-- Quoted text start --
For example, last July it was Lauryn that turned me on to Martin Lukes Chief Personal Ethics Champion aka Maybe it's just because I am such a fan of British humor or have been gone from the big-time corporate world long enough that some of what goes on just makes be laugh until the tears come. Not sure, all I know is that I have been a faithful reader of Martin Lukes' business happenings every since.

Well, now it seems there is another one! Lauryn stops by and showed me a column in FT's Business Life section written by Lucy Kellaway that was titled: Why there has been an uptick in my tolerance of jargon. Unfortunately, the FT has gone the route of the NY Times and you now have to pay to read the work of their regular columnists, so I can just give you a link so you can check out this particular piece. Suffice it to say I thought it was pretty funny (otherwise why am I taking the time to blog about it).

In the column she directs the reader to a couple of books on business jargon. One is by, as she calls him "...a frightfully nice man with a PhD from Oxford" and is titled: Ducks in a Row, an A-Z of Offlish. To give you an idea of the author's approach, Lucy tells her readers that in his introduction to the book, the author tells us "As offlish is highly contagious, it is vital that these people are mocked, ridiculed and undermined in order to prevent its spread." I love it!

On the other side of the pond, comes the U.S. entry written by Ron Sturgeon, someone that Lucy describes as a "...former scrap-car dealer." This one is titled: Green Weenies and Due Diligence. She says the book as some 1200 terms and phrases many of which I assume covers the well-worn territory that with which most of us are all too familiar. She did, however, offer up a couple of newer ones (at least to me) such as "chair plug" and "square-headed girlfriend." The first being someone who simply sits in a meeting contributing nothing (aka an empty suit?) and the "girlfriend" turns out to be your PC.

What does it all mean? Nothing of course, but as we struggle through the crashing and thrashing of getting to our numbers by year-end along with creating our numbers for the year coming, it's kind of fun to take a side trip to columns like Ms. Kellaway's.

Wednesday, December 07, 2005

Working to Live or Living to Work?

Last Tuesday's WSJ had an interesting column by Loretta Chao titled, For Gen Xers, It's Work to Live. One of the key points it made had to do with the gap between the "wants" for the Gen Xers and the Baby Boomers (and beyond) for whom they work.

It isn't that the observations the reporter made by providing all sorts of stats from almost any survey you want to mention that made it very clear that the Xers most valued "perk" was work schedule flexibility. That came as no surprise. What caught my attention was that many of their bosses still think that "by the book" structure is still what makes the world go round.

Any company or manager on the planet who has not yet gotten the word that as our economy has continued to gain traction the GenXers (and yes, a good percentage of the Boomers as well) are starting to vote with their feet in a big way must not have their EKG machines turned on.
-- Quoted text end --
-- Record extracts start --
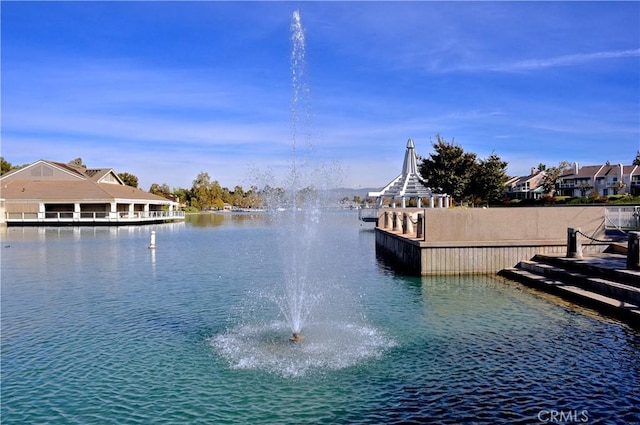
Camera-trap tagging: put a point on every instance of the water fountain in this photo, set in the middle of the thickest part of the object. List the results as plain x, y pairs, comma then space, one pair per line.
327, 328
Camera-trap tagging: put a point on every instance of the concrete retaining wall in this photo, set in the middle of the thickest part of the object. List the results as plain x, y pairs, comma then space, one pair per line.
471, 241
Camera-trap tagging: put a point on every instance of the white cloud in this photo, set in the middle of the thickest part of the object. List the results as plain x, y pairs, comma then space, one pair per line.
566, 60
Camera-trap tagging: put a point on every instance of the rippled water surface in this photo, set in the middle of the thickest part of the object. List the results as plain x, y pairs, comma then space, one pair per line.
97, 328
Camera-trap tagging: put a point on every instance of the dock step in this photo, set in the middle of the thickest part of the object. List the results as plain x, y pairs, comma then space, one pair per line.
619, 307
596, 284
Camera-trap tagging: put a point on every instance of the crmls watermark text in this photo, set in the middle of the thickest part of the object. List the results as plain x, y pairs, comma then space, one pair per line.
553, 416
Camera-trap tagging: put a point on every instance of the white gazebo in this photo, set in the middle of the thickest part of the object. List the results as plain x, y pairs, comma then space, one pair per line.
409, 184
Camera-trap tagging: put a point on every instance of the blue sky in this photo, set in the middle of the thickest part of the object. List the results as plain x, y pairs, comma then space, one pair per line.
165, 90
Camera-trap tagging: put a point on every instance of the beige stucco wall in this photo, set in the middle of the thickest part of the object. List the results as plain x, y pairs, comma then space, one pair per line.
485, 240
481, 226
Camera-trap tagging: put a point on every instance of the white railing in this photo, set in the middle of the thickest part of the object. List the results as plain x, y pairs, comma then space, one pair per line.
368, 214
51, 217
624, 218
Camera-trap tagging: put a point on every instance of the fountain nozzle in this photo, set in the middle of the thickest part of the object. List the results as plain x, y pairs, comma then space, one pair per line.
296, 338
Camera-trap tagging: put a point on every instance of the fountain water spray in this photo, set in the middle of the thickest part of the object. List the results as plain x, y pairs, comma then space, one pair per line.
307, 294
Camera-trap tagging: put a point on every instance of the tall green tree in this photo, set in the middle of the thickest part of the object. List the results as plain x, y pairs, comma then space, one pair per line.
552, 175
160, 190
202, 196
488, 179
449, 169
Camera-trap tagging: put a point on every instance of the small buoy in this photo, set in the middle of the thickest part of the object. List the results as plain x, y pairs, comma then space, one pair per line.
296, 338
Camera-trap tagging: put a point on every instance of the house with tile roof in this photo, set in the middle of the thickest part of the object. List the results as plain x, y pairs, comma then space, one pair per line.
525, 187
605, 180
49, 193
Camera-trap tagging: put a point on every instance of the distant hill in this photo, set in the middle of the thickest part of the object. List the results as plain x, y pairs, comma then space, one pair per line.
342, 192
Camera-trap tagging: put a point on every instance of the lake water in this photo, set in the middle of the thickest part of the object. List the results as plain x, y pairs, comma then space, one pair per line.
98, 328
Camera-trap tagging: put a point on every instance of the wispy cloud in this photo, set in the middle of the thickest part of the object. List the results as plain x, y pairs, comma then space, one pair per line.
566, 60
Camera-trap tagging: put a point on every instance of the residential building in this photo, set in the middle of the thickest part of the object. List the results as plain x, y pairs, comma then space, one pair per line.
54, 193
605, 180
525, 187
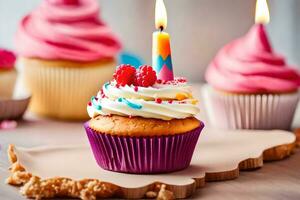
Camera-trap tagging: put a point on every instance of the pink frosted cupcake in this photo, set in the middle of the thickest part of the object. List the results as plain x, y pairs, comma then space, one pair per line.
250, 86
65, 50
143, 125
8, 74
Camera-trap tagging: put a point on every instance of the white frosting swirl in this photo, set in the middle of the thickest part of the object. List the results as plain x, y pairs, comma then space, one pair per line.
175, 101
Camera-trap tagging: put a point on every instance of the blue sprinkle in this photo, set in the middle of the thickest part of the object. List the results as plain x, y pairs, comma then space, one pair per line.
130, 104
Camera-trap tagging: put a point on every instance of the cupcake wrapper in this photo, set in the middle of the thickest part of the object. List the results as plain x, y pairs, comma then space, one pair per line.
143, 155
13, 109
62, 92
255, 111
7, 83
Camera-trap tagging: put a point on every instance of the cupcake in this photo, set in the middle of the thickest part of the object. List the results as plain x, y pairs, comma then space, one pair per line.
143, 125
8, 74
65, 51
250, 86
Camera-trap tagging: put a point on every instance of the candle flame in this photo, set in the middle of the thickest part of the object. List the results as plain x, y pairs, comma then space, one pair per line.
262, 15
161, 19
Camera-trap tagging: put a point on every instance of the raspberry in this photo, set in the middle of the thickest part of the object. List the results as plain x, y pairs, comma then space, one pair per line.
124, 75
145, 76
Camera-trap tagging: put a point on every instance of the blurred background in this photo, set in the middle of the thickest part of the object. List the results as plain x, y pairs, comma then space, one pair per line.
198, 28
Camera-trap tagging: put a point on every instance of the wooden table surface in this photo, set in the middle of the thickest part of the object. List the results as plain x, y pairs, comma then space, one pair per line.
278, 180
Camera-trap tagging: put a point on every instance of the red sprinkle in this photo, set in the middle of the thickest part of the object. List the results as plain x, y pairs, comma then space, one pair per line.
158, 100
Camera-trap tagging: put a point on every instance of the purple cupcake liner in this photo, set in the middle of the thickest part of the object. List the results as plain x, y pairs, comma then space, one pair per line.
143, 155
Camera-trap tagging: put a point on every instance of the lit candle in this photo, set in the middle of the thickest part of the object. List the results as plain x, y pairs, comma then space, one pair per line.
161, 50
262, 14
257, 34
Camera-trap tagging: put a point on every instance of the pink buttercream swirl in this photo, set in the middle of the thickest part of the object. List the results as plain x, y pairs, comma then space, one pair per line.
248, 65
66, 30
7, 59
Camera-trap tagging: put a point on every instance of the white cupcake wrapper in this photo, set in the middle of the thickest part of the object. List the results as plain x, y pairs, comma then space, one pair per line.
7, 83
250, 111
13, 109
63, 92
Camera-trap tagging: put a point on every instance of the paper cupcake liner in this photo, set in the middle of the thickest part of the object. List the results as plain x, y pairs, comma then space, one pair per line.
250, 111
7, 83
62, 91
13, 109
143, 155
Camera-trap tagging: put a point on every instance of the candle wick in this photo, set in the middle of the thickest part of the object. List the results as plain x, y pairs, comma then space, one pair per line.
161, 28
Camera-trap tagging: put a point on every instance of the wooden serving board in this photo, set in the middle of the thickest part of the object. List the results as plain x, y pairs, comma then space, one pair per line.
219, 156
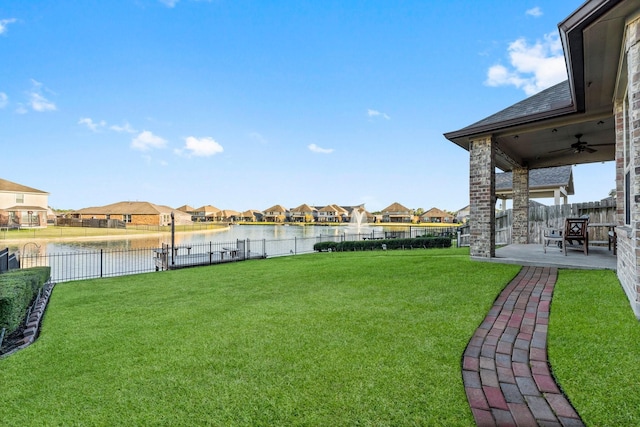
-- Record extracts end --
## Exercise A
Copy the passage of the blog excerpt on workplace culture starting at "What does it" and ending at "Living to Work?".
## Exercise B
Pick up the blog excerpt on workplace culture after its final sentence and keep writing.
None of the entries are needed here.

## Final answer A
What does it all mean? Nothing of course, but as we struggle through the crashing and thrashing of getting to our numbers by year-end along with creating our numbers for the year coming, it's kind of fun to take a side trip to columns like Ms. Kellaway's.

Wednesday, December 07, 2005

Working to Live or Living to Work?

## Final answer B
Here at galactic headquarters we see these things manifesting themselves in any number of ways as the senior-level executives who make up our community report to us on what is often an hourly basis things like: people "landing" at a significantly higher rate; new members who report their status as "currently employed and thinking about making a change" to name a couple. They are, of course, responding to what they see in terms of the increased demand (e.g. our postings from recruiters are up close to 40% YTD).

So my question is this: If all those who say they are making a change because they want to find a work environment and/or a culture that is more in tune with their "wants", to what degree do they "get it?" Do they "get it" enough to really work to transform the cultures of the organizations to which they are going so that they meet the real needs of those already there and as part of which and as members of the executive team, they will be trying to recruit and retain?

If one examines the behavior of organizations in the past as they have attempted to adapt to the changing values of differing generations, it explains all too clearly why when it is a seller’s market that retention is always a big time issue. And the "war for talent" stats notwithstanding, it ain't just about numbers of warm bodies available.

There is in all this, it seems to me, both lesson and "learning." The companies who have not made addressing retention issues a strategic priority must be made up of people who believe the old saying: "History is something that happens to other people."

It would be my hope that in today's environment where we have the chance to apply both lessons and "learnings" that companies will be more inclined to view it as Alphonse De Lamartine put it: "History teaches everything including the future."

Tuesday, December 06, 2005

Between a Rock and a Hard Place

In the Enron and SOXly era, it only seems appropriate that the ethics gurus would be getting some "testing" questions on a wide variety of topics.

Here's one that I saw the other day on David Perry's Gurrilla Marketing for Job Hunters blog. The question posed to readers was this:

As a candidate what would you do if the company you were interviewing with wanted to offer you a job but told you that they did not want the headhunter who made the introduction to get paid?

Headhunters cost a lot of money, companies are trying to save money any way they can, you want and need a job. What's the "right" call?

Since the question is already posed on the Gurrilla blog, if you prefer to share your thought both here and there, you can do so by going to the Guerrilla Marketing blog and put in your two cents worth on the entry: Between a Rock and a Hard Place.

Friday, December 02, 2005

No Monkey Business When It Comes To You, Inc.

I got a chance the other day to read a piece on CEO turnover that came via Challenger, Gray & Christmas and via CNN/Money. Isn't the Internet great?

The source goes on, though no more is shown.